### TEXT EXTRACT:
+ + +

In this photographic practice, it is rare for a focus to be placed on the individual image. Rather, Lempert arranges motifs as juxtapositions or series in which forms, details, or patterns are repeated, even when the motifs themselves strongly differ. Thus, since the early 1990s, a body of work has emerged that is shaped by the correspondence and contextualization of individual shots in larger groups. The cross-references, associations, and affinities within this grouping of individual photographs of emphasized object nature also foster new perspectives on our own place within those structures of order and chance that characterize the world. At the same time, this work unleashes an ample visual poetry, which unfolds especially through the orchestration of ever-surprising juxtapositions.

The fact that the artist has forgone any kind of framing simplifies the creation of references among the images. In his exhibitions, Lempert intuitively decides how his works will be mounted, which gives rise to a very unique rhythm through the placement of the photographs and the combination of different formats. Since 1992, and thus in fact since the beginning of his artistic activity, he has been presenting his photographic investigations of nature in a broad manner, not only in the form of prints, but also through the medium of the book. Here, he avoids bibliographic limitations like “catalogue” or “artist book” in favor of a concept of publishing activity that equates to that of exhibition-making. Moving beyond the representative documentation of artwork, his books follow a principle where the editorial selection and design of the sequence of photographs engenders new narratives across the pages. These publications do not serve to catalogize his work, but quite the contrary: they are conceived to capture the ephemeral, which as image in a book counteracts the tendency of the natural sciences toward categorization and classification. Lempert’s own visual material is repeatedly recontextualized in order to negate the expectation that book and exhibition illustrate each other or that the same or similar arrangements could repeat. In fact, each format follows its own intrinsic pictorial logic. There are photographic works, for instance, that have still today not made their way into a book, while other photographs have been only published and never exhibited.

Jochen Lempert’s exhibition at Camera Austria takes this process of constructive comparison a step further conceptually and situates the photographic print next to other forms of visual representation: reproductions in books from the extensive library on site meet with a selection of small working prints, thus fostering an open system of dialogues, references, and analogies. Open pages of artist books and exhibition catalogues underscore the importance of the book page as a photographic carrier medium. Here, the reproduction and the original print are each presented in their own quality, rather than being played off against each other. Camera Austria’s publicly accessible library—with its nearly 10,000 monographs, exhibition catalogues, reference works, and magazines—offers a cross-section of photography publications at the interface of media history and contemporary art since the 1970s, thus providing the ideal raw material for such an “imaginary museum” that stages works of art engaging in visual dialogue. The character of the exhibition—focused on both improvisation and dialogue—invites the visitors to leaf through the books, to take a comparative view, and also to discover motifs threaded through the history of photography. Liberated from their library-based order, zones of indeterminacy arise between the books and the images, but also purported affinities between the displayed objects, which possess no inherent proximity.

+ + +

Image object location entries
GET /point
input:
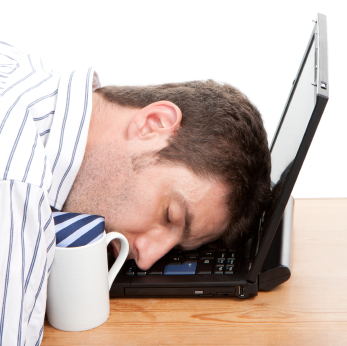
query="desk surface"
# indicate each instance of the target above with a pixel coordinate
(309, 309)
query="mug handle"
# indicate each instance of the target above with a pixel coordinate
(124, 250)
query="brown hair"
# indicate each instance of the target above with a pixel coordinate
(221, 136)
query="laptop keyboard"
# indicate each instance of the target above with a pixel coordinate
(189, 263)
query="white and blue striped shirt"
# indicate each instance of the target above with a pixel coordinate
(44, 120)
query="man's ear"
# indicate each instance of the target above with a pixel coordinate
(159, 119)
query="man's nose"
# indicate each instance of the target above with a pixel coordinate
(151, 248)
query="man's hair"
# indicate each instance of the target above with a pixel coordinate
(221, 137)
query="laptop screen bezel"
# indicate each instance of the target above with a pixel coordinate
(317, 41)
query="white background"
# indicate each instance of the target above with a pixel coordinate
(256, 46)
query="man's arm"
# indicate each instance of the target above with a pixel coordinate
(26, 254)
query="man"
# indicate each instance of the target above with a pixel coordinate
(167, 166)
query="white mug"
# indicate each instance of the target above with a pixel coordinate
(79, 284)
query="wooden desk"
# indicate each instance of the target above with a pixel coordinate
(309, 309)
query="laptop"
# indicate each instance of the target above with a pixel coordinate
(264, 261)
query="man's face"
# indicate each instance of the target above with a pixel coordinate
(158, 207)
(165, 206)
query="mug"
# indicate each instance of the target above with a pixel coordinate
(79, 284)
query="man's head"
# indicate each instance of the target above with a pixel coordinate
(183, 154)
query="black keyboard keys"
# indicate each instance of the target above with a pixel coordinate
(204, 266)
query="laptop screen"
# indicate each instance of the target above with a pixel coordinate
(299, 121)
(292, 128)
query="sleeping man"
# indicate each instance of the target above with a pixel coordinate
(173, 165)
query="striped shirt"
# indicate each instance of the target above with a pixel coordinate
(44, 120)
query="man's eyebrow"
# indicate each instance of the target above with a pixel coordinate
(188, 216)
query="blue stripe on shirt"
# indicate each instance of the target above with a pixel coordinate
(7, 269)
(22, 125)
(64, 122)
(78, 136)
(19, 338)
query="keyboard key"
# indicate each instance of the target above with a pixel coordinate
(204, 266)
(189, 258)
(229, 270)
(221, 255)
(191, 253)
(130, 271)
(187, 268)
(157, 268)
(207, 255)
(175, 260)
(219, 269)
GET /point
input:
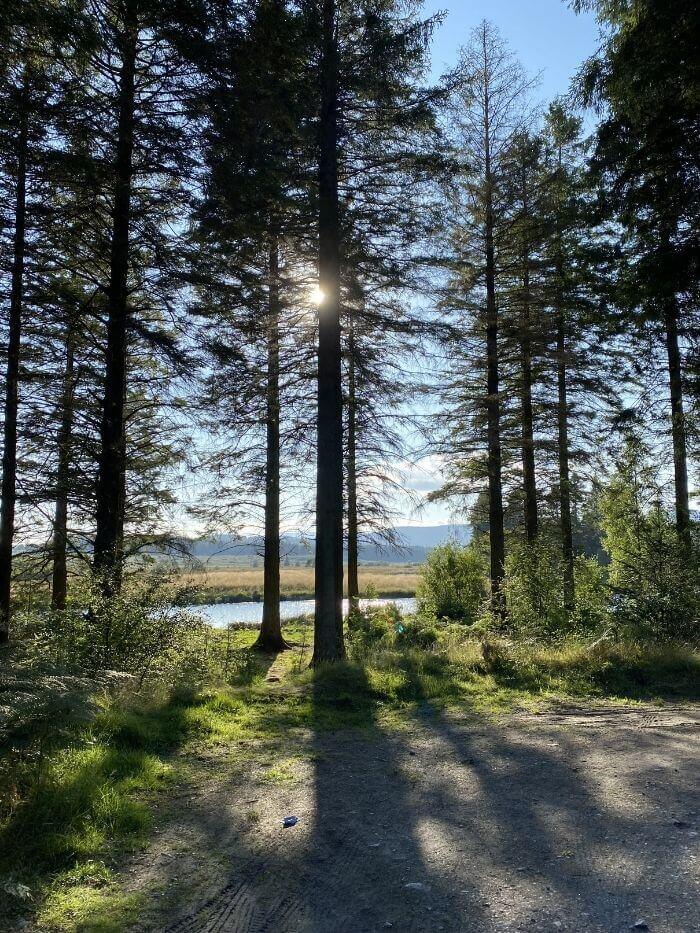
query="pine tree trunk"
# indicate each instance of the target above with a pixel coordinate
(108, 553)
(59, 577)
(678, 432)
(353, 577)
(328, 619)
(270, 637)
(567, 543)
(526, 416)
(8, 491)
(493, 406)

+ + +

According to the text on Jochen Lempert's photography, since what year has he presented his work through the medium of the book?

### WRITTEN REPLY:
Since 1992.